Work request. Could you write out every record below exactly, leaving the pictures out?
▶
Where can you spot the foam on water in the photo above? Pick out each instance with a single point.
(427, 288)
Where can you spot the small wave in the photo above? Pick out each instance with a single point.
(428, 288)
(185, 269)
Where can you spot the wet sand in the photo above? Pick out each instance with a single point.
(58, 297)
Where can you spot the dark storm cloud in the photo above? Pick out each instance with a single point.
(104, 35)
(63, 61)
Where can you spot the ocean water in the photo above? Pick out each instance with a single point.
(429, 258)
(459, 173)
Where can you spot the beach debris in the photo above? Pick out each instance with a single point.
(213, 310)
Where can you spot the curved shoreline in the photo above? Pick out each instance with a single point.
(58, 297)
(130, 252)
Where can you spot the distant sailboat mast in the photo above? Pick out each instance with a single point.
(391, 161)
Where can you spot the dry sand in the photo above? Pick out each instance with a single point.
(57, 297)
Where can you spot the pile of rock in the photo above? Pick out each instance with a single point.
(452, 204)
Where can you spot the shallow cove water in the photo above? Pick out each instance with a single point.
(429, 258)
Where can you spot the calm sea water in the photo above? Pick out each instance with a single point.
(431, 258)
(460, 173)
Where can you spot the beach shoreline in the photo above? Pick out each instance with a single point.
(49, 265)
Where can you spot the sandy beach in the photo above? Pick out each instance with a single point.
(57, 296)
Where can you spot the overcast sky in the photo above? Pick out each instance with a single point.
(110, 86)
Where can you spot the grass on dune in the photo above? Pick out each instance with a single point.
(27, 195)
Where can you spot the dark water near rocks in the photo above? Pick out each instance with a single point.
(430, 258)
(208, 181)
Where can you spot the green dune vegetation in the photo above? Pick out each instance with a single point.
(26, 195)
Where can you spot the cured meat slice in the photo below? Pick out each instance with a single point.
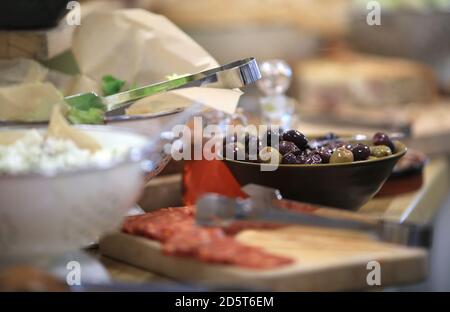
(176, 230)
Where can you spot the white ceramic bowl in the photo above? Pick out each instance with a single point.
(49, 215)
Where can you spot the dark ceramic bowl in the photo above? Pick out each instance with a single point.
(31, 14)
(346, 186)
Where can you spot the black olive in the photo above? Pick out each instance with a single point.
(271, 132)
(287, 147)
(296, 137)
(360, 151)
(313, 159)
(289, 158)
(252, 146)
(325, 153)
(381, 138)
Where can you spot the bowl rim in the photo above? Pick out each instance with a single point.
(107, 119)
(133, 155)
(348, 164)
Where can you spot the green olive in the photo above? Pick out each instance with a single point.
(380, 151)
(270, 155)
(341, 155)
(399, 146)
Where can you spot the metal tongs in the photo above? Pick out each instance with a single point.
(233, 75)
(217, 210)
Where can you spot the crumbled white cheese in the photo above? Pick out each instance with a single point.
(36, 153)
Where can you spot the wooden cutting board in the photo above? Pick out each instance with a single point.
(325, 260)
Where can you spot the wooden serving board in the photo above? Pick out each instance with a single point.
(325, 260)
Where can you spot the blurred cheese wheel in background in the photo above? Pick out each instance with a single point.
(364, 80)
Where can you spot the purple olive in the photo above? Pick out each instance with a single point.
(325, 153)
(296, 137)
(381, 138)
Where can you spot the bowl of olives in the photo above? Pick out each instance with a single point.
(337, 171)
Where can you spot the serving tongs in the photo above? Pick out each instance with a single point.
(233, 75)
(263, 206)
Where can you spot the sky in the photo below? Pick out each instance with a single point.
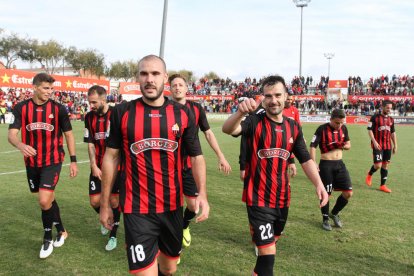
(233, 38)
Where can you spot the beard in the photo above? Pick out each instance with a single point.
(155, 97)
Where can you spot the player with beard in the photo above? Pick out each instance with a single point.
(96, 125)
(270, 140)
(42, 122)
(179, 89)
(383, 137)
(146, 135)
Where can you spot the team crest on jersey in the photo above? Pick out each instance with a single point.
(273, 153)
(100, 135)
(108, 129)
(175, 129)
(154, 144)
(40, 125)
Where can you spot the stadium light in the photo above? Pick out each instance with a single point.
(329, 56)
(300, 4)
(164, 27)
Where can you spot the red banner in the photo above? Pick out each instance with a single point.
(379, 98)
(338, 84)
(24, 79)
(308, 97)
(134, 88)
(210, 97)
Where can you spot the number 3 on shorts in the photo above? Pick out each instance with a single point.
(137, 253)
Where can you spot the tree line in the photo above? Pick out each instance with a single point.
(52, 55)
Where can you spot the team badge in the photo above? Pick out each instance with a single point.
(175, 129)
(108, 129)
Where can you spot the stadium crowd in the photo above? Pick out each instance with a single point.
(402, 85)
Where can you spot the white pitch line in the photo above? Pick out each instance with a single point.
(11, 151)
(64, 165)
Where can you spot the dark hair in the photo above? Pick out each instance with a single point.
(272, 80)
(42, 77)
(149, 57)
(338, 113)
(97, 89)
(175, 76)
(386, 102)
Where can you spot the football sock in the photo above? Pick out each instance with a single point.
(341, 202)
(325, 211)
(384, 176)
(117, 215)
(264, 265)
(47, 219)
(188, 216)
(372, 170)
(56, 217)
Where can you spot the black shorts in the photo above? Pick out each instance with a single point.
(189, 185)
(147, 235)
(381, 156)
(43, 177)
(95, 185)
(334, 176)
(266, 224)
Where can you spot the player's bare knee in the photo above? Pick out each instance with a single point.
(168, 271)
(114, 202)
(347, 194)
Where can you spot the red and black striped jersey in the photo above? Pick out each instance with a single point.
(150, 140)
(328, 138)
(201, 123)
(382, 127)
(95, 132)
(268, 148)
(42, 128)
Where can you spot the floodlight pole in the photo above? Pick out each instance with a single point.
(329, 56)
(300, 4)
(164, 28)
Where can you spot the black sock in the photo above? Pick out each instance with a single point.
(47, 219)
(117, 215)
(325, 211)
(372, 170)
(384, 176)
(57, 221)
(264, 265)
(341, 202)
(188, 216)
(97, 209)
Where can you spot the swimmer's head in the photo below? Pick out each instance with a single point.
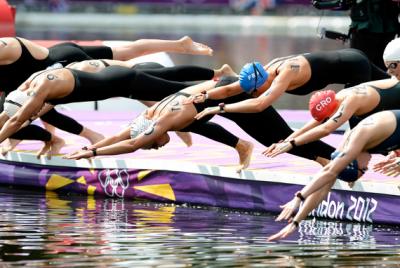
(323, 104)
(352, 171)
(14, 101)
(252, 76)
(391, 57)
(392, 51)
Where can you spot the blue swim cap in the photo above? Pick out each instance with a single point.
(252, 76)
(350, 173)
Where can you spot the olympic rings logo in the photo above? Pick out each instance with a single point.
(114, 182)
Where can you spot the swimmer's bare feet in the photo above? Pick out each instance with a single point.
(322, 161)
(245, 149)
(9, 145)
(194, 48)
(186, 137)
(91, 135)
(52, 147)
(225, 70)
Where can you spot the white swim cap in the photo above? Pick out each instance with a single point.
(141, 125)
(14, 101)
(392, 51)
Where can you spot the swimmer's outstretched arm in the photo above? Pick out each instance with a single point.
(344, 113)
(141, 47)
(124, 146)
(29, 109)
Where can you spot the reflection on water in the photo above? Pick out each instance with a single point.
(235, 49)
(55, 230)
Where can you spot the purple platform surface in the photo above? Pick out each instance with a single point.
(201, 174)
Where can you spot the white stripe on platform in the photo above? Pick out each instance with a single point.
(190, 167)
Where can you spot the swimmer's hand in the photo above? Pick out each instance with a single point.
(80, 154)
(208, 111)
(277, 149)
(9, 145)
(52, 147)
(289, 209)
(389, 166)
(271, 148)
(198, 98)
(290, 228)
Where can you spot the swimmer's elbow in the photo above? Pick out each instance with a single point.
(259, 106)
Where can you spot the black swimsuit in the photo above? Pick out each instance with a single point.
(389, 100)
(345, 66)
(275, 128)
(118, 81)
(392, 142)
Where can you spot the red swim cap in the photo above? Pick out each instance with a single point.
(323, 104)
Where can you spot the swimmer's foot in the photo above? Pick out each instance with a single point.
(186, 137)
(322, 161)
(9, 145)
(194, 48)
(225, 70)
(245, 149)
(91, 135)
◀
Reply to the exercise.
Where can you spot the foam on water in the photo above? Pick out each instance with a single point.
(427, 288)
Where can you spot the small wave in the photo above? Pick out each instance with a single point.
(428, 288)
(185, 269)
Where can you spot the wet sand in the photo above? Pick out each instance with a single point.
(58, 297)
Where can you spot the dark storm cloud in the photo above? Pick out each instance with a single point.
(104, 35)
(63, 61)
Where can you spot the ocean water in the photo above? Pick out each instance with a single point.
(429, 258)
(459, 173)
Where can you spot the beach debris in the photo above? Pick out each instance with a single point.
(213, 310)
Where can you spot the curved shoreline in the photo above? Pick out each instance with a single point.
(58, 297)
(130, 252)
Where can you spot the distant sailboat mast in the photo above? Pick out each instance with a single point.
(391, 161)
Where can you spot the dry sand in the photo above? Pick out each instance with a single point.
(57, 297)
Where can you spot the pile of rock in the photo above? Pick out each instance with a single point.
(452, 204)
Where can you spot the shallow cove water in the photo above? Pick out each instance with a single point.
(429, 258)
Where can you spot the calm sea water in the photo above? Pick out each instance with a single point.
(431, 258)
(460, 173)
Where can you spot the beach shoreline in the photo above? Pick out each instance with a single point.
(49, 265)
Where can you spot the sandy beach in the photo above? Pick out each instance with a single point.
(57, 296)
Where can you spot the overcast sky in the photo above? Pick out each instance with a single point.
(110, 86)
Where can you spot the grass on dune in the photo above? Pick out each instance with a single point.
(27, 195)
Where can you spot the dark water near rocks in the photo above? Pick out each instance with a single point.
(430, 258)
(208, 181)
Where can you spot the green dune vegetation in the photo above? Pick out each instance with a single point.
(26, 195)
Where can you spot the cured meat slice in the photo below? Pick out each instance with a single point.
(176, 230)
Where can you spot the white ceramic bowl in the photo above? Pick out each instance with a single point.
(49, 215)
Where can you spot the dark ceramic bowl in the photo above? Pick out each instance with a single point.
(31, 14)
(346, 186)
Where can you spot the black olive in the photo above? Pick out each instance with a single point.
(271, 132)
(287, 147)
(296, 137)
(360, 151)
(313, 159)
(289, 158)
(252, 146)
(325, 153)
(381, 138)
Where can you spot the bowl rim in the photo above? Pick out each instance with a single point.
(107, 119)
(133, 155)
(348, 164)
Where can you spot the green olive in the photo above? Pick out each instance with a single point.
(380, 151)
(270, 155)
(341, 155)
(399, 146)
Where can you spot the metal tongs in the photo above? Pick out each instance with a single point.
(233, 75)
(217, 210)
Where can you spot the crumbled white cheese in the photo above? Pick out each instance with a single point.
(36, 153)
Where can you spot the wooden cutting board in the photo above? Pick out each instance with a single point.
(325, 260)
Where can you spot the wooden serving board in the photo above? Pick out each instance with a single point.
(325, 260)
Where can you spot the blurred cheese wheel in background in the photo above? Pick out each instance with a single point.
(364, 80)
Where can you spot the purple olive in the photo above? Pick out each instance with a single point.
(325, 153)
(296, 137)
(381, 138)
Where can you spot the bowl of olives in the photo above? Pick out each instance with a single point.
(337, 171)
Where can you spot the serving tongs in the photo above? Pick out each instance with a single point.
(233, 75)
(263, 206)
Where can you spot the sky in the photo below? Pick out each instance with a single point.
(233, 38)
Where can you spot the beard in the photo above? Pick out each instance with a single point.
(155, 97)
Where can you spot the player with beard in the photo above? Pick out each instance with a single point.
(96, 125)
(270, 140)
(42, 122)
(179, 89)
(383, 137)
(146, 135)
Where can you spot the team crest on jersey in the photo above? Pick out each instance with a single point.
(273, 153)
(100, 135)
(108, 129)
(175, 129)
(154, 144)
(40, 125)
Where can you spot the stadium light in the photo above? Pick out each instance with a single point.
(329, 56)
(300, 4)
(164, 27)
Where can you spot the red banner in the photo above? Pick out each instance with a single point.
(379, 98)
(338, 84)
(24, 79)
(308, 97)
(134, 88)
(210, 97)
Where can you spot the number 3 on shorts in the photo above? Pick out each instance with a single point.
(137, 253)
Where can you spot the tree line in the photo above? Pick out each instance with a single point.
(52, 55)
Where can you spot the team badge in the photo above? Pick out each instance with a single point.
(175, 129)
(108, 129)
Where can you spot the stadium crowd in the photo above? Pick out each instance with a single point.
(402, 85)
Where can you spot the white pitch line in the photo above? Pick out each instance with a single point.
(11, 151)
(64, 165)
Where can you spot the dark hair in the photo above? Pick out each instance with a single point.
(272, 80)
(42, 77)
(149, 57)
(338, 113)
(97, 89)
(175, 76)
(386, 102)
Where can you spot the football sock in the photo above? Pick out each instance with a single point.
(341, 202)
(325, 211)
(384, 176)
(117, 215)
(264, 265)
(47, 219)
(188, 216)
(372, 170)
(56, 217)
Where can you spot the black shorts in the photo above? Pick out each instance with a single point.
(189, 185)
(147, 235)
(381, 156)
(43, 177)
(95, 185)
(334, 176)
(266, 224)
Where can you spot the player's bare knee in the photo above? Pick out each instance with a single point.
(168, 271)
(114, 202)
(347, 194)
Where can you spot the red and black striped jersey in the photo above? Pick out each instance with a single point.
(150, 140)
(328, 138)
(201, 123)
(382, 127)
(95, 132)
(268, 148)
(42, 128)
Where can you spot the floodlight pole in the photo above? Pick out each instance with a single point.
(329, 56)
(300, 4)
(164, 28)
Where can you spot the black sock in the photo above? Pick out each instance with a single point.
(47, 219)
(117, 215)
(325, 211)
(372, 170)
(384, 176)
(57, 221)
(264, 265)
(341, 202)
(188, 216)
(97, 209)
Where can you spot the swimmer's head in the photo below? Pick out each instance with a single point.
(323, 104)
(352, 171)
(14, 101)
(252, 76)
(391, 57)
(392, 51)
Where can you spot the blue swim cap in the photo above? Pick out each instance with a single point.
(252, 76)
(350, 173)
Where can you spot the olympic rings logo in the photo above? Pick out each instance with a single point.
(114, 182)
Where can you spot the swimmer's bare feet in the photo above? Pick out each instance with a single point.
(322, 161)
(245, 149)
(9, 145)
(194, 48)
(186, 137)
(91, 135)
(52, 147)
(225, 70)
Where can you spot the white swim cap in the photo above? Pick out each instance with a single point.
(141, 125)
(14, 101)
(392, 51)
Where can you spot the swimmer's outstretched arm in the photo above? Pick out each instance with a single point.
(344, 113)
(141, 47)
(124, 146)
(29, 109)
Where can you spot the reflection on water in the photo above? Pick out each instance with a single point.
(235, 49)
(55, 230)
Where can you spot the purple platform surface in the photo above? Pick out each instance with a single point.
(201, 174)
Where can you spot the white stripe on platform in the photo above? Pick out each instance with a single point.
(190, 167)
Where can you spot the swimmer's hand in the photo above? Pick out each instance with a single point.
(80, 154)
(208, 111)
(277, 149)
(9, 145)
(52, 147)
(289, 209)
(389, 166)
(271, 148)
(198, 98)
(290, 228)
Where can you spot the swimmer's elbow in the photo above? Pick out each instance with a single point.
(259, 106)
Where can you spot the black swimsuit in the photo above? Pick out each instance with a single point.
(389, 100)
(345, 66)
(275, 128)
(118, 81)
(392, 142)
Where can you spot the red swim cap in the photo above? Pick out each instance with a single point.
(323, 104)
Where can you spot the swimmer's foot in the photo above? Pick out each instance with a single point.
(186, 137)
(322, 161)
(9, 145)
(194, 48)
(225, 70)
(245, 149)
(91, 135)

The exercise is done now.